§ Exercise brief
In the copy of these records, include no pictures and change nothing else.

§ Provided data
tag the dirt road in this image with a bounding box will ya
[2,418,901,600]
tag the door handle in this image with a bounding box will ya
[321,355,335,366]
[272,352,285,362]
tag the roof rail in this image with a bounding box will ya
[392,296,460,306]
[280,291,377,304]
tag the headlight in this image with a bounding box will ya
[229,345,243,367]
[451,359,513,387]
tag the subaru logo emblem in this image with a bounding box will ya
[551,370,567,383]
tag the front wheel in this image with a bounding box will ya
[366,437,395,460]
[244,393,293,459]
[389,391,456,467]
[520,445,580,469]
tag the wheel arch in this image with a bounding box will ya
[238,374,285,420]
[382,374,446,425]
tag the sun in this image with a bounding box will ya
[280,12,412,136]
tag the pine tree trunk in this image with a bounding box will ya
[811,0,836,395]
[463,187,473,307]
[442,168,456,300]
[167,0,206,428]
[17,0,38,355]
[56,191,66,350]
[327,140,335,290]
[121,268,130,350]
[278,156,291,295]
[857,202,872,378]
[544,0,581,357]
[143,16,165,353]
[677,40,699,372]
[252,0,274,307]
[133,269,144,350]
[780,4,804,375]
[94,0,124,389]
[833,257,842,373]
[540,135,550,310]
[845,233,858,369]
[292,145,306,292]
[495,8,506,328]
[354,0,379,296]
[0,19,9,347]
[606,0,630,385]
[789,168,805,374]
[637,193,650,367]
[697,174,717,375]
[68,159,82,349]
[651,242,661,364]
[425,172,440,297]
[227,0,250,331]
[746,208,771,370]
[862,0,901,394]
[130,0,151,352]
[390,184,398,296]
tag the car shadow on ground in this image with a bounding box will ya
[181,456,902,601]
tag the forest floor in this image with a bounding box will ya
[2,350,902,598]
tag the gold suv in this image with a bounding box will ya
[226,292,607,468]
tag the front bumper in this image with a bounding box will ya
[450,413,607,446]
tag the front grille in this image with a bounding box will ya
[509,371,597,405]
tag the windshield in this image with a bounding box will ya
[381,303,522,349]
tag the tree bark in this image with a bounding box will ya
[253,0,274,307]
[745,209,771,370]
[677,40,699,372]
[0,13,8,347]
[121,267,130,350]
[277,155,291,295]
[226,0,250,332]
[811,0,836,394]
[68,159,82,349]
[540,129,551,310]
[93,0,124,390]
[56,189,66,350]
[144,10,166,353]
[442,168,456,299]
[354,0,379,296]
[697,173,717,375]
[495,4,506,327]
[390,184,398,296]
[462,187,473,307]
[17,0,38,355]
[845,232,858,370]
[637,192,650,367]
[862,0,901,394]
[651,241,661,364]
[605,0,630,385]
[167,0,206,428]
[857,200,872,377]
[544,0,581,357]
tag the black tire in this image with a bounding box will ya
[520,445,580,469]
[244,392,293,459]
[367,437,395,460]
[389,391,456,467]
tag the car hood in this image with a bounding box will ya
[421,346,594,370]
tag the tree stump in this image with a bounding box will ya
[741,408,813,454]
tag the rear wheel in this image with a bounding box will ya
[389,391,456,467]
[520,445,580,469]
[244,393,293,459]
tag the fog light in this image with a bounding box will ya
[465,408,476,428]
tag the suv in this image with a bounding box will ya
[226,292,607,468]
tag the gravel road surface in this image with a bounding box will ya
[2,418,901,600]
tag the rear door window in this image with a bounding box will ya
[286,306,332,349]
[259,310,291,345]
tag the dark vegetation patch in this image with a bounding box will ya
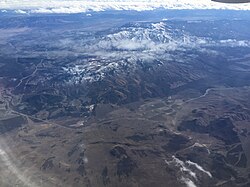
[0,57,25,78]
[117,157,137,177]
[211,153,238,180]
[22,94,64,113]
[178,118,240,145]
[131,149,148,158]
[226,145,245,166]
[68,145,79,157]
[0,116,27,134]
[110,146,137,177]
[35,131,60,138]
[41,157,55,170]
[110,146,127,159]
[126,134,148,142]
[235,154,247,168]
[102,166,110,185]
[161,134,191,152]
[77,164,85,176]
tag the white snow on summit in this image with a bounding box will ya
[0,0,250,14]
[61,21,250,84]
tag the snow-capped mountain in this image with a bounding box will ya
[84,22,207,54]
[61,20,249,84]
[61,21,210,84]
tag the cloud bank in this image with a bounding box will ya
[0,0,250,14]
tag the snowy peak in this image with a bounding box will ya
[92,21,206,53]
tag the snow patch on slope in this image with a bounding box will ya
[165,155,213,187]
[62,21,250,84]
[62,22,209,83]
[186,160,212,178]
[181,177,197,187]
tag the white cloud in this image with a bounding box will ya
[219,39,250,47]
[14,9,27,14]
[1,0,250,14]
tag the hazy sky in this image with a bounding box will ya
[1,0,250,13]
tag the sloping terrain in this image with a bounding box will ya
[0,10,250,187]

§ Problem solution
tag the dirt road in this image with a bounding box will ya
[2,418,901,600]
tag the door handle in this image with a bounding box will ya
[321,355,335,366]
[272,352,285,362]
tag the roof rail in this image with a bounding box will ya
[392,296,460,306]
[280,291,377,304]
tag the headlight in this image with a bounding box will ya
[229,345,243,367]
[451,359,513,387]
tag the subaru logo emblem in this image with a bounding box will ya
[551,370,567,383]
tag the front wheel in this image with a bounding box will ya
[366,437,395,460]
[244,393,293,459]
[389,391,456,467]
[520,445,580,469]
tag the wheel arch in this image with a bounding box will ya
[238,374,285,420]
[382,374,446,425]
tag the sun in this image with a bounding box will ya
[280,12,412,136]
tag the pine tree trunk in this image with a bounding box will ya
[811,0,836,395]
[463,187,473,307]
[442,168,456,300]
[167,0,206,428]
[17,0,38,355]
[56,191,66,350]
[327,140,335,290]
[121,268,130,350]
[278,156,291,295]
[857,202,872,378]
[544,0,581,357]
[143,16,165,353]
[677,40,699,372]
[252,0,274,307]
[133,269,144,350]
[780,4,804,375]
[94,0,124,389]
[833,257,842,373]
[540,135,550,310]
[845,233,858,369]
[292,145,306,292]
[495,8,506,328]
[354,0,379,296]
[0,19,9,347]
[606,0,630,385]
[789,168,805,374]
[637,193,650,367]
[697,174,717,375]
[68,159,82,349]
[651,242,661,364]
[425,172,440,297]
[227,0,250,331]
[746,208,771,370]
[862,0,901,394]
[130,0,151,352]
[390,184,398,296]
tag the car shadow on ground in this image with a bounding box will ya
[181,456,902,601]
tag the forest floor in this image with a bounding box will ya
[2,350,902,598]
tag the gold suv in this image with a bounding box will ya
[226,292,607,468]
tag the front bumper in this image with a bounding box will ya
[450,413,607,446]
tag the front grille in this image with a bounding box will ya
[509,371,597,405]
tag the windshield in this image with a bounding box will ya
[381,303,522,349]
tag the tree bark in this image with a bounding box will ya
[253,0,274,307]
[745,209,771,370]
[677,40,699,372]
[0,13,8,347]
[121,267,130,350]
[277,155,291,295]
[226,0,250,332]
[811,0,836,394]
[68,159,82,349]
[540,129,551,310]
[93,0,124,390]
[56,189,66,350]
[144,10,166,353]
[442,168,456,299]
[354,0,379,296]
[697,173,717,375]
[495,4,506,327]
[390,184,398,296]
[462,187,473,307]
[17,0,38,355]
[845,232,858,370]
[637,192,650,367]
[862,0,901,394]
[651,241,661,364]
[605,0,630,385]
[167,0,206,428]
[857,200,872,377]
[544,0,581,357]
tag the black tire in this image with a bounding box will ya
[520,445,580,469]
[244,392,293,459]
[367,437,395,460]
[389,391,456,467]
tag the car hood in this image with a bounding box will ya
[421,346,594,370]
tag the tree stump in this image with a bounding box will ya
[741,408,813,454]
tag the rear wheel in this image with a bounding box will ya
[389,391,456,467]
[520,445,580,469]
[244,393,293,459]
tag the fog light in this image with a bounding box will ya
[465,408,476,428]
tag the suv in this image with a bounding box will ya
[226,292,607,468]
tag the gravel road surface in this image with a bounding box will ya
[2,418,901,600]
tag the rear door window in this image with a bounding box will ya
[286,306,332,349]
[259,310,291,345]
tag the dark vegetation patch in this image with a bounding box will ya
[0,57,25,78]
[117,157,137,177]
[211,153,238,180]
[22,94,64,113]
[178,118,240,145]
[131,149,148,158]
[226,145,245,166]
[68,145,79,157]
[0,116,27,134]
[110,146,137,177]
[35,131,60,138]
[41,157,55,170]
[110,146,127,159]
[126,134,148,142]
[235,154,247,168]
[102,166,110,185]
[161,134,191,152]
[77,164,85,176]
tag the white snow on summit in this image with a bounding box will ya
[0,0,250,14]
[61,21,250,84]
tag the snow-capped mountain in this image with a bounding box will ya
[84,22,207,54]
[61,20,249,84]
[61,21,210,84]
tag the cloud bank in this image with a bounding box will ya
[0,0,250,14]
tag the snowy peak in this image with a bounding box will ya
[92,21,206,53]
tag the snow patch on slope in this image with a bounding box will ya
[165,155,213,187]
[62,21,250,84]
[62,22,209,83]
[186,160,212,178]
[181,177,197,187]
tag the white cloud in this image with a bounding box will ya
[219,39,250,47]
[14,9,27,14]
[1,0,250,14]
tag the hazy sky in this image with a bounding box will ya
[1,0,250,13]
tag the sloping terrain in this image with a bounding box will ya
[0,10,250,187]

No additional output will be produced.